*PROVIDED PASSAGE:*
The Maytrees, by Annie Dillard

Despite the laudatory comments on the covers and its self-proclaimed best-seller status, I found this book to be deeply flawed. It is a love story, the story of Lou and Toby Maytrees. The two meet in Provincetown in the 1930s, fall in love and marry, but that is just the beginning of their tale. I usually feel frustrated reading stories that end with marriage because the whole chasing-catching-marrying thing is much less interesting to me than what comes after the wedding. So I was pretty happy that Dillard concentrates on the long life after the cake is cut and the dishes washed.

However, I was less happy about the self-consciously poetic style of the book, jumping around in time, providing an impressionistic narrative that I sometimes found difficult to follow. The structure was quite odd: both a preface and a prologue that together constituted a third of the book, and then three uneven sections. I was also less happy with the labored attempts to come up with original imagery. Sentences like “Twice a day behind their house the tide boarded the sand. Four times a year the seasons flopped over” would get a less-famous writer laughed out of the room.

I was astounded by Dillard's first book, Pilgrim at Tinker Creek, which seemed a whole new way of writing about the natural world, mixing humor, reflection, and emotion. The few of her later books that I've read haven't reached that acme, but have had moments of gorgeous writing. Here, too, are some lovely bits, especially about Provincetown and the way of life there in the middle of the 20th century.

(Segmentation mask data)
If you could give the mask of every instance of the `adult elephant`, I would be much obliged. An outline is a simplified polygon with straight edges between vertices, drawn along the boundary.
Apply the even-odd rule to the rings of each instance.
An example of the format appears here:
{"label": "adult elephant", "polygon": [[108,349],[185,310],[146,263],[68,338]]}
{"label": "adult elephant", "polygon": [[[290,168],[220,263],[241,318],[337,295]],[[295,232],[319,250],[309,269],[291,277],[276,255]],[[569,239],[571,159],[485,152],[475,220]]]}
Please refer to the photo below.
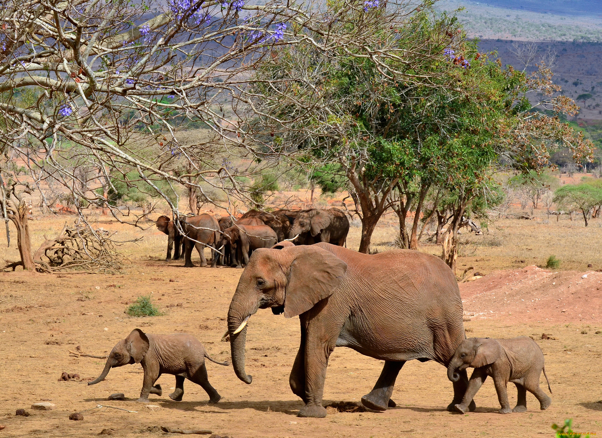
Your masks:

*QUESTIONS ON THE MATERIAL:*
A) Which three things does the review of The Maytrees say Pilgrim at Tinker Creek mixes?
B) Answer these questions from the review of The Maytrees:
(i) Where and in what decade do Lou and Toby Maytree meet?
(ii) What share of the book do the preface and prologue together make up?
(iii) What was Dillard's first book?
C) Pick up the review of The Maytrees after its last sentence and continue it.
None of the segmentation mask data is needed here.

*LIST OF ANSWERS:*
A) Humor, reflection, and emotion.

B)
(i) In Provincetown, in the 1930s.
(ii) A third of the book.
(iii) Pilgrim at Tinker Creek.

C)
Yet the story as a whole rings false to my ears. The young couple decides that free time is more important than possessions, so they choose not to work. It helps that they have inherited a big house in town and a shack on the beach. And somehow, with no money, they never seem to have a problem with taxes or food or heat or medical bills for the baby that soon arrives. Perhaps I am just not poetic enough, but I can't help wondering how the heck they get by.

In their later life, Toby does actually work and money becomes a bigger factor in his life. Lou, on the other hand, appears to be the epitome of a Zen monk, open to the world, unencumbered by self, desires, etc. Easy enough to free yourself from desires, I can't help but think, when you're getting a generous alimony check and free housing. It's hard to be open to the universe when you can't pay the heating bill.

Maybe I'm being too picky. I heard Dillard interviewed at the International Authors Festival in Toronto a few years ago and was appalled by her behavior. She refused to sit in the armchair provided, insisting on standing behind it. She deliberately upstaged the author interviewing her, forcing him to turn his back on the audience. When he tried to come level with her, she moved further upstage. She made fun of his questions and treated him with disdain. I don't know if she had a beef with that particular author or if she is that rude in all of her interviews, but I do know that I've never seen a grown person behave like such a brat. I try not to let what I know about the author influence my reading, but I'm not always successful.

In the end, despite the moments of lovely description, the story was simply too light and unrealistic to hold my interest for long.